(Entries taken from a collection)
--

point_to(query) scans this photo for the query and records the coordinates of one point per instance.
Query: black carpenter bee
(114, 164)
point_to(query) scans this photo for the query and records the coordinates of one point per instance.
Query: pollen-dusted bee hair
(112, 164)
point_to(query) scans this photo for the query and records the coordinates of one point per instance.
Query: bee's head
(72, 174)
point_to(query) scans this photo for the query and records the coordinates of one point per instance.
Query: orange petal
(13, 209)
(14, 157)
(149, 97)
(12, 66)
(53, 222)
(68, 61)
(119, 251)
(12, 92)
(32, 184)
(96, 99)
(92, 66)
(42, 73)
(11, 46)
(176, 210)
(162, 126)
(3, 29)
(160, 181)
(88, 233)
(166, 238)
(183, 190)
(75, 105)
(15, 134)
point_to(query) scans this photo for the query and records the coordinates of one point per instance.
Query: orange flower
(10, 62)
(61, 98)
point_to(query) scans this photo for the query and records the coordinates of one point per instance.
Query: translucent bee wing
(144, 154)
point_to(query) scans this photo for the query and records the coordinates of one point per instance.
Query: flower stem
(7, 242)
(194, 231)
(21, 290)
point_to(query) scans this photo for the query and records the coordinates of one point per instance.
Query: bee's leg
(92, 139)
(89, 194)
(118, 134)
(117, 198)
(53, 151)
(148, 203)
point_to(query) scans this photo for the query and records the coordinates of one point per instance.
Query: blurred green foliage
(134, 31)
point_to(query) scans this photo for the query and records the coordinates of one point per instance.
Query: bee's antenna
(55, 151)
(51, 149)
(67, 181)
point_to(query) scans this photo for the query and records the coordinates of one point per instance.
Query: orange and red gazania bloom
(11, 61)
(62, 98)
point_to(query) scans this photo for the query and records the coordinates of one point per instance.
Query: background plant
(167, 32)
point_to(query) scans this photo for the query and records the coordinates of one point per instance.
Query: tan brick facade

--

WORK TASK: Give every record again, exactly as it appears.

TASK ANSWER:
point_to(query) scans this photo for the query and records the coordinates of one point per instance.
Query: black carpenter bee
(114, 164)
point_to(query) scans this photo for the query and records the coordinates of one point per instance.
Query: pollen-dusted bee hair
(112, 164)
point_to(query) scans this photo for the query and records the coordinates of one point per instance.
Query: bee's head
(72, 174)
point_to(query) scans this photo for the query and records the coordinates of one point per instance.
Query: orange petal
(13, 209)
(14, 157)
(149, 97)
(12, 66)
(53, 222)
(68, 61)
(119, 251)
(12, 92)
(32, 184)
(96, 99)
(92, 66)
(42, 73)
(11, 46)
(176, 210)
(162, 126)
(3, 29)
(160, 181)
(88, 233)
(166, 238)
(183, 190)
(75, 105)
(15, 134)
point_to(query) scans this photo for the query and records the coordinates of one point per instance.
Query: orange flower
(10, 62)
(61, 98)
point_to(query) scans this photo for the query and records the coordinates of one point per instance.
Query: translucent bee wing
(144, 154)
point_to(query) scans this photo for the query and records the coordinates of one point per instance.
Query: flower stem
(7, 242)
(194, 231)
(21, 290)
point_to(query) scans this photo for the query and records the coordinates of one point per instance.
Query: bee's leg
(92, 139)
(89, 194)
(118, 134)
(117, 198)
(53, 151)
(148, 203)
point_to(query) scans this photo for the query and records the coordinates of one point per instance.
Query: blurred green foliage
(134, 31)
point_to(query) scans this photo for the query and records the coordinates of one point per instance.
Query: bee's antenna
(55, 151)
(51, 149)
(67, 181)
point_to(query) scans this photo for the query and records the coordinates of one point per instance.
Query: orange and red gazania bloom
(11, 61)
(62, 98)
point_to(query) scans this photo for the query and records the coordinates of one point per instance.
Query: background plant
(167, 32)
point_to(query) scans this photo for the query and records the coordinates of one point per instance.
Query: tan brick facade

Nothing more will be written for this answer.